Dataset entries:

□ □ □ □ □ □ □

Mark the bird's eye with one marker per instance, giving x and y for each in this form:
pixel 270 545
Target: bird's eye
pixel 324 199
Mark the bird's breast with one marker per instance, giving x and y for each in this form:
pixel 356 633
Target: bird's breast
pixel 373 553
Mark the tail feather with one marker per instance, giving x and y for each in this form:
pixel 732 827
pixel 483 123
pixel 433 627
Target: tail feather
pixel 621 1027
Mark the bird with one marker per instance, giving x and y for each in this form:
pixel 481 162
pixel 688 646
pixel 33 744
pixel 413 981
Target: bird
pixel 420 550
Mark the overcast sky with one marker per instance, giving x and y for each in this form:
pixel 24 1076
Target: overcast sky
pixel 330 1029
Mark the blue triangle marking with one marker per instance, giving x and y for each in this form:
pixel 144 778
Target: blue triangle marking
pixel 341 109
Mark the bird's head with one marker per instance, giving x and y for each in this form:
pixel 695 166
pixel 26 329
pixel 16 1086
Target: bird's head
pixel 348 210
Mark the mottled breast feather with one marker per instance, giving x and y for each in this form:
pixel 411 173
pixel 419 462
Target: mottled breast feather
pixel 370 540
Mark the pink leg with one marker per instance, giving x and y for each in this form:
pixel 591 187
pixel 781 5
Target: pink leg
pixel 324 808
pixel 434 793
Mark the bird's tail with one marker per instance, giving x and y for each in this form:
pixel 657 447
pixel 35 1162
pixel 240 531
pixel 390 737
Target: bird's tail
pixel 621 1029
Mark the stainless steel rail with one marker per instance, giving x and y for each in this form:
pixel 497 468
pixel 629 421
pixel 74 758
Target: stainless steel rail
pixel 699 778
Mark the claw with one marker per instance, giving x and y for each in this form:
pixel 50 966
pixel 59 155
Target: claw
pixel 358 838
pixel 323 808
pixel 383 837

□ □ □ □ □ □ □

_ACTION ITEM_
Whatever appears in the data above is to be set down exactly.

_REPLY TO THE EXERCISE_
Mark the bird's eye with one marker per instance, giving x and y for each in this form:
pixel 270 545
Target: bird's eye
pixel 324 199
Mark the bird's breast with one marker per instance, giving x and y for each in this form:
pixel 356 633
Target: bird's breast
pixel 373 553
Mark the tail feather with one marker per instance, giving x and y for each in this form:
pixel 732 827
pixel 483 123
pixel 433 627
Target: tail feather
pixel 621 1027
Mark the bird with one marker per instance, giving x and y for each in this form:
pixel 481 162
pixel 688 646
pixel 33 744
pixel 413 981
Target: bird
pixel 420 550
Mark the overcast sky with one marker per instance, giving x and y for each in this form:
pixel 24 1076
Target: overcast sky
pixel 330 1029
Mark the blue triangle marking with one marker per instance, giving x and y for each in this form:
pixel 144 778
Target: blue triangle marking
pixel 341 109
Mark the bird's head with one marker per instance, giving x and y for each in this form:
pixel 695 166
pixel 26 329
pixel 16 1086
Target: bird's head
pixel 348 210
Mark the mottled breast feather with one marker per instance, giving x and y for each in this form:
pixel 411 173
pixel 419 462
Target: mottled breast feather
pixel 370 540
Mark the pink leg with one marker per instance, giving x and y for each in this form:
pixel 591 187
pixel 781 5
Target: pink leg
pixel 324 808
pixel 434 793
Mark the bird's tail with one marker per instance, giving x and y for each in this form:
pixel 657 447
pixel 35 1162
pixel 240 531
pixel 390 737
Target: bird's tail
pixel 621 1029
Mark the stainless steel rail with one marker per instance, giving x and y for each in this form:
pixel 497 468
pixel 629 421
pixel 74 758
Target: stainless steel rail
pixel 699 778
Mark the claw with one marker per instance, giving x and y for each in this form:
pixel 50 966
pixel 59 155
Target: claw
pixel 358 838
pixel 323 808
pixel 383 837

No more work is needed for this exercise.